Tally how many lines in the rows below contain the string "tree", matching case exactly, and reply with only that number.

Location labeling rows:
━━━━
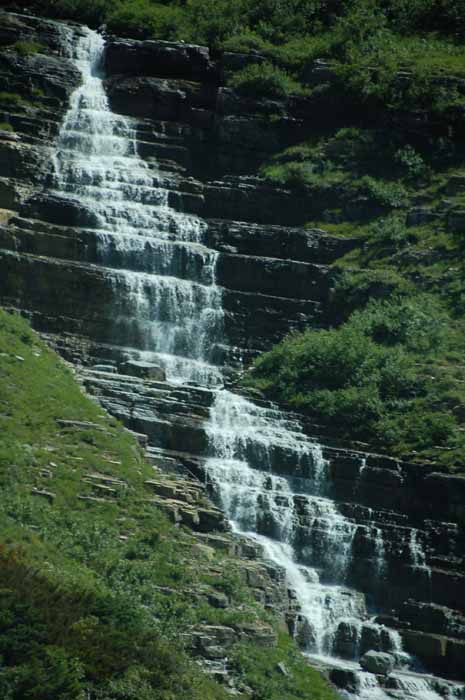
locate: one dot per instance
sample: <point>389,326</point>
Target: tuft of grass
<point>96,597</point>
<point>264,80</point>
━━━━
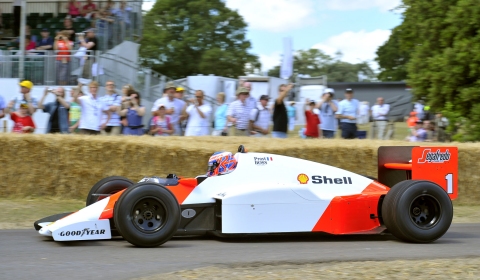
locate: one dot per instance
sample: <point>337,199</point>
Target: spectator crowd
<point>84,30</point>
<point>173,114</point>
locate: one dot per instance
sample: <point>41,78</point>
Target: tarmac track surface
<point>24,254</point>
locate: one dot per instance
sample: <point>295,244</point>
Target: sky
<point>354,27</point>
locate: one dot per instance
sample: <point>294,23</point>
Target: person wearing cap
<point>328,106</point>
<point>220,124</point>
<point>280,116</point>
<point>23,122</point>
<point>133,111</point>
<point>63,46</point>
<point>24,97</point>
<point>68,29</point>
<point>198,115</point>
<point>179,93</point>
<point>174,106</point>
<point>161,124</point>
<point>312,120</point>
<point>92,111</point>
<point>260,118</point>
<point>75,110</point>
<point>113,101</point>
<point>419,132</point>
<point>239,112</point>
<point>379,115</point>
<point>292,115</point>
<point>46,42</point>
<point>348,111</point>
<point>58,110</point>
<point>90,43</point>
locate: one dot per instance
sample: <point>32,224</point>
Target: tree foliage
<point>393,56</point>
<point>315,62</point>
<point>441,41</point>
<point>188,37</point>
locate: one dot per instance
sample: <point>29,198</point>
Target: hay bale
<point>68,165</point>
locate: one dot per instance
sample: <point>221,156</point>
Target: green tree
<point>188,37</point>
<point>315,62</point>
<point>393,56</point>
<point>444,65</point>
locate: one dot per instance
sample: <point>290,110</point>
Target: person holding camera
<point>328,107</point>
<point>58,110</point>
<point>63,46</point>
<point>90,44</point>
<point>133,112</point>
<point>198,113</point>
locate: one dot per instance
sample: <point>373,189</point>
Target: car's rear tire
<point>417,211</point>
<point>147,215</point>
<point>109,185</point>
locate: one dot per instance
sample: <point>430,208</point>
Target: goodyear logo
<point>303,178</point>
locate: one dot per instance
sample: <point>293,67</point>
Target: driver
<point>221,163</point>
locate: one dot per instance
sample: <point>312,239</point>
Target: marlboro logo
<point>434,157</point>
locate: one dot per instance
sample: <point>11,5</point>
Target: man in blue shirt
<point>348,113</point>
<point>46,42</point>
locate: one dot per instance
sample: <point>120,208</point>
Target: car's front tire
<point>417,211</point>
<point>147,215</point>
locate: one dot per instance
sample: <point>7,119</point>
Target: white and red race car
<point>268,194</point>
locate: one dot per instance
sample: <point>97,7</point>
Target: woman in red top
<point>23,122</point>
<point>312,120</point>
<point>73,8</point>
━━━━
◆ Output for this exercise
2